Retype the entries below word for word, starting at the line that contains "Guideline: for every instance of the truck" and continuing through the end of the entries, both ends included.

Task inputs:
□ □ □ □ □

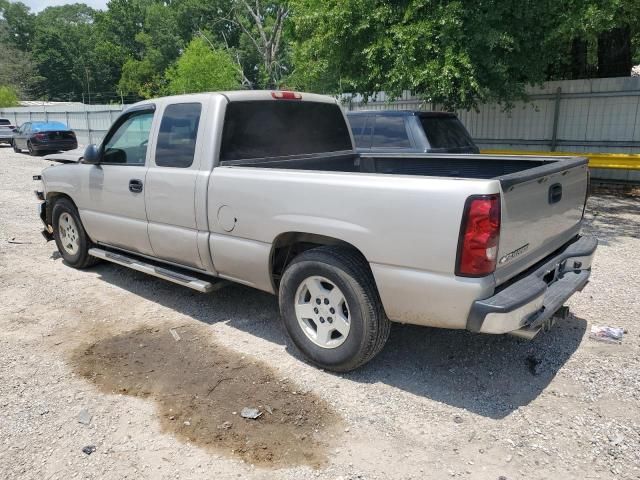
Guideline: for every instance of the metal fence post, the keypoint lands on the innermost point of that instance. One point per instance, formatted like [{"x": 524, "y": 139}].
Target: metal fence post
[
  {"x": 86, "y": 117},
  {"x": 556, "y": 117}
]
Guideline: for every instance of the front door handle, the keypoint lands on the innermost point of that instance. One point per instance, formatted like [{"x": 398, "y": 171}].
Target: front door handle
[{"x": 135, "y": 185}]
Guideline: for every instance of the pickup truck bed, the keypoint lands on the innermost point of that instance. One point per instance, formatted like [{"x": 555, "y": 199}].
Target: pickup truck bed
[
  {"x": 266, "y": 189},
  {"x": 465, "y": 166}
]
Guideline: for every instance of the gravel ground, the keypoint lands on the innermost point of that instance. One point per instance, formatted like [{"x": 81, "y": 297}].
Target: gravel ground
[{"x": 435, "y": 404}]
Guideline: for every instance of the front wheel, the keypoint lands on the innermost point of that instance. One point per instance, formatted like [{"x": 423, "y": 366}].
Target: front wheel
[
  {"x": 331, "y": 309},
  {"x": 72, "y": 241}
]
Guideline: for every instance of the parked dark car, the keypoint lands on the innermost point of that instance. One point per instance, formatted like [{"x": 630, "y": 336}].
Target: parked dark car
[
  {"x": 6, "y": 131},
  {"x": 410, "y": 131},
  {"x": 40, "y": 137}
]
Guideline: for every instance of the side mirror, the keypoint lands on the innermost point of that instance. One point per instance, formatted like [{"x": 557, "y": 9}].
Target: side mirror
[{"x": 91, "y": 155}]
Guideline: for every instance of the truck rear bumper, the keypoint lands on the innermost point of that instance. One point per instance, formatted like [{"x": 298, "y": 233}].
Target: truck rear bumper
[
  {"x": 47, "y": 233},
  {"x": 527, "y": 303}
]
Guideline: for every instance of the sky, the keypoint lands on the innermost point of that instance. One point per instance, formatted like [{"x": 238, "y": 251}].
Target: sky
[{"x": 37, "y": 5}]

□ □ □ □ □

Response to the exercise:
Guideline: for every instance of the truck rear bumper, the keypoint lands on the innermost point of that instance. One point per instance, formatted like [{"x": 298, "y": 233}].
Target: truck rear bumper
[
  {"x": 47, "y": 233},
  {"x": 527, "y": 303}
]
Guideline: for every instance of the sky, the keypoint lands on the innermost point of that instance. One point per instance, formatted like [{"x": 238, "y": 251}].
Target: sky
[{"x": 37, "y": 5}]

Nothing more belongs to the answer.